Thursday, December 01, 2005

I Told You I Was Sick

Here's the jacket blurb from Nigel Rees' new book, I Told You I Was Sick – A Grave Book of Curious Epitaphs — due out in the U.S. momentarily:

A guided tour of some 150 remarkable epitaphs that reveals that the graveyard and family vault are not so much places of the spooky terrors of the night…but of curiosity, fascination – and more than a little humour.

Author Nigel Rees brings to bear upon the strange and sometimes surprising world of the epitaph his formidable skills as an ‘archaeologist’ of the sources of quotation and phrases: each epitaph is explained and located, and its source and context described as fully as possible. I Told You I Was Sick continues the centuries-old custom of epitaph collecting and brings it right up to date.

- GIVEN REQUEST -
Reproduce word for word the stretch of the epitaph-book post from "Here's the jacket" through "up to date.".

- DATASET RECORDS -

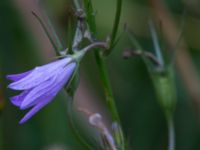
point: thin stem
(107, 87)
(72, 125)
(156, 43)
(77, 4)
(171, 134)
(95, 45)
(115, 26)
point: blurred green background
(23, 46)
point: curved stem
(171, 134)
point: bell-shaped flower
(40, 85)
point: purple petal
(37, 93)
(61, 80)
(17, 100)
(49, 87)
(39, 75)
(16, 77)
(35, 109)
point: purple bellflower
(40, 85)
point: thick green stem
(101, 65)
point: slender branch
(72, 125)
(103, 45)
(115, 26)
(171, 134)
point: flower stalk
(162, 75)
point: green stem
(101, 63)
(171, 134)
(102, 66)
(72, 125)
(107, 87)
(115, 26)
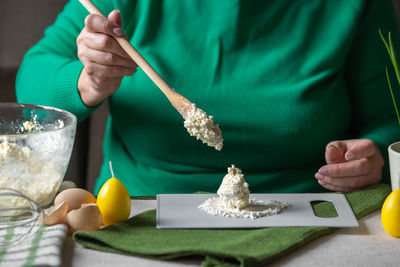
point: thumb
(115, 17)
(334, 153)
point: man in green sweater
(298, 88)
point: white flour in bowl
(233, 200)
(201, 126)
(34, 176)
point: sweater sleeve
(50, 70)
(374, 115)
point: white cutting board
(180, 211)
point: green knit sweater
(282, 78)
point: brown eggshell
(75, 197)
(87, 218)
(56, 214)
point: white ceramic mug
(394, 164)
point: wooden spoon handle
(134, 54)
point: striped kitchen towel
(43, 248)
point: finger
(362, 149)
(99, 41)
(334, 153)
(97, 23)
(350, 168)
(353, 182)
(115, 17)
(336, 188)
(100, 73)
(106, 58)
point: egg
(86, 218)
(390, 214)
(114, 202)
(56, 214)
(75, 197)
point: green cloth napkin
(138, 236)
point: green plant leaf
(394, 57)
(391, 92)
(386, 43)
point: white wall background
(22, 23)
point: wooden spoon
(181, 104)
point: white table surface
(366, 245)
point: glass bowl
(35, 148)
(17, 223)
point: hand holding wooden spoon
(196, 121)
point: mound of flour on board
(233, 200)
(202, 126)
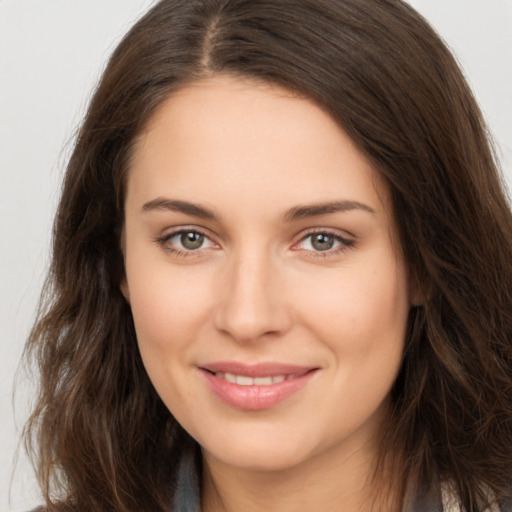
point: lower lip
(255, 398)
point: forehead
(258, 141)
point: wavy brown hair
(100, 436)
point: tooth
(230, 377)
(263, 381)
(241, 380)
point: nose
(252, 301)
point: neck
(346, 483)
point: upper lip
(256, 370)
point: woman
(281, 272)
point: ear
(416, 293)
(125, 290)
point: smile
(243, 380)
(256, 387)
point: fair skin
(257, 234)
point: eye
(324, 242)
(185, 241)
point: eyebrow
(295, 213)
(315, 210)
(174, 205)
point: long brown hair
(100, 436)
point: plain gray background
(51, 55)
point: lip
(256, 397)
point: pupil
(192, 240)
(322, 242)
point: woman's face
(269, 298)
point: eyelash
(344, 243)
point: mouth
(256, 387)
(244, 380)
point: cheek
(360, 313)
(169, 306)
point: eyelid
(164, 239)
(346, 241)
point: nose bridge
(252, 304)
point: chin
(259, 453)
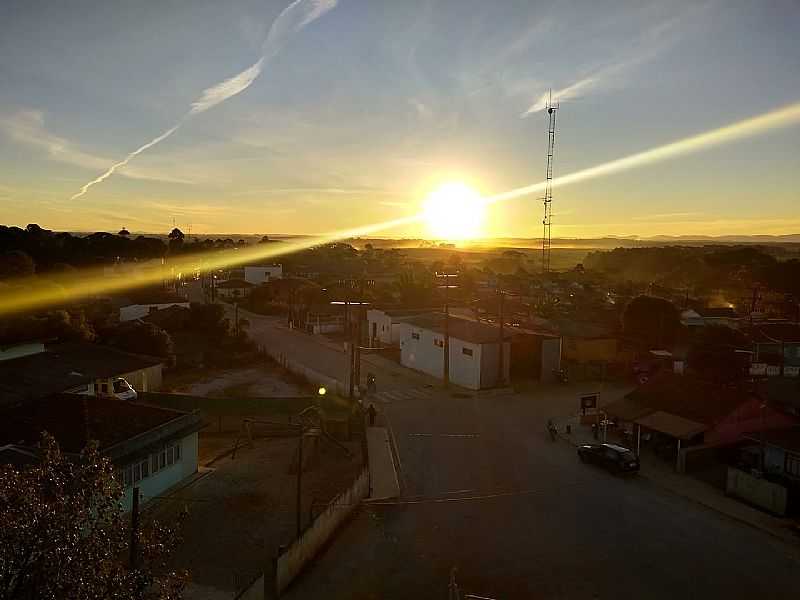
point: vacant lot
(244, 509)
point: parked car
(617, 459)
(123, 390)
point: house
(262, 273)
(590, 349)
(139, 310)
(233, 289)
(724, 316)
(384, 325)
(75, 368)
(324, 318)
(475, 350)
(776, 349)
(691, 318)
(690, 410)
(152, 448)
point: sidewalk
(383, 475)
(663, 475)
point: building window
(793, 464)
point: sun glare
(454, 211)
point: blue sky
(374, 103)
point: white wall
(424, 355)
(21, 350)
(137, 311)
(383, 327)
(258, 275)
(157, 484)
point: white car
(123, 390)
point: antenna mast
(547, 220)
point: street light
(446, 286)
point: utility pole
(548, 194)
(501, 372)
(134, 545)
(446, 286)
(299, 491)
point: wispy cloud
(28, 127)
(650, 44)
(316, 190)
(291, 20)
(662, 216)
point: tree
(713, 354)
(175, 240)
(653, 321)
(141, 338)
(63, 534)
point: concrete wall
(425, 355)
(769, 496)
(290, 563)
(157, 484)
(490, 362)
(386, 333)
(146, 380)
(259, 275)
(21, 350)
(551, 359)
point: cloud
(291, 20)
(28, 127)
(423, 110)
(662, 216)
(317, 190)
(651, 43)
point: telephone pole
(446, 286)
(547, 220)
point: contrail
(28, 294)
(292, 19)
(781, 117)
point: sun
(454, 211)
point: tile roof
(62, 367)
(235, 284)
(689, 398)
(460, 329)
(74, 419)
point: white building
(383, 326)
(151, 448)
(137, 311)
(474, 350)
(262, 274)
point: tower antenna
(547, 220)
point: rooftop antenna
(547, 220)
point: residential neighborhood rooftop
(73, 420)
(62, 367)
(462, 329)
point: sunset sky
(364, 109)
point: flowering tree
(63, 534)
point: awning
(673, 425)
(626, 409)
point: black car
(617, 459)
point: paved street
(520, 517)
(484, 490)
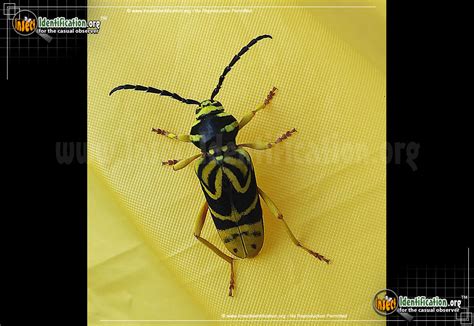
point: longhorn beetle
(226, 172)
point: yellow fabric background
(328, 180)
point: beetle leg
(249, 116)
(197, 233)
(183, 138)
(264, 145)
(179, 164)
(274, 210)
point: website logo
(24, 22)
(385, 302)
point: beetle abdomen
(229, 185)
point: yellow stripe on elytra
(251, 207)
(218, 186)
(237, 163)
(206, 171)
(220, 216)
(235, 183)
(230, 127)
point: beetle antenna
(161, 92)
(234, 61)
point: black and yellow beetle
(226, 173)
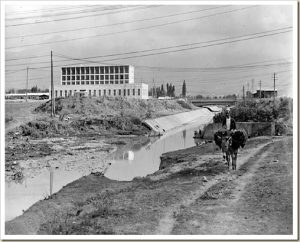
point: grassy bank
(264, 110)
(87, 116)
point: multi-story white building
(100, 81)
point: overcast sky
(194, 38)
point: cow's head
(226, 143)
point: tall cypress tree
(184, 89)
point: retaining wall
(167, 123)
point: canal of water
(125, 165)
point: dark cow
(230, 142)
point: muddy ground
(196, 194)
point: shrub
(8, 119)
(259, 111)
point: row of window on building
(95, 77)
(95, 70)
(95, 82)
(109, 92)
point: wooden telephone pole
(274, 78)
(52, 90)
(244, 94)
(259, 89)
(27, 84)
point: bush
(259, 111)
(8, 119)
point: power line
(230, 40)
(63, 19)
(114, 24)
(126, 31)
(48, 10)
(65, 13)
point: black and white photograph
(149, 120)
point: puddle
(126, 163)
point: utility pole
(52, 90)
(274, 78)
(153, 89)
(259, 89)
(244, 94)
(27, 85)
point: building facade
(95, 81)
(265, 93)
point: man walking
(228, 122)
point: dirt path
(168, 221)
(255, 200)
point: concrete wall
(164, 124)
(253, 129)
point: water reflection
(140, 162)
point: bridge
(221, 102)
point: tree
(183, 89)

- RESULT OF THIS EXERCISE -
Here's the jacket blurb from Nigel Rees' new book, I Told You I Was Sick – A Grave Book of Curious Epitaphs — due out in the U.S. momentarily:

A guided tour of some 150 remarkable epitaphs that reveals that the graveyard and family vault are not so much places of the spooky terrors of the night…but of curiosity, fascination – and more than a little humour.

Author Nigel Rees brings to bear upon the strange and sometimes surprising world of the epitaph his formidable skills as an ‘archaeologist’ of the sources of quotation and phrases: each epitaph is explained and located, and its source and context described as fully as possible. I Told You I Was Sick continues the centuries-old custom of epitaph collecting and brings it right up to date.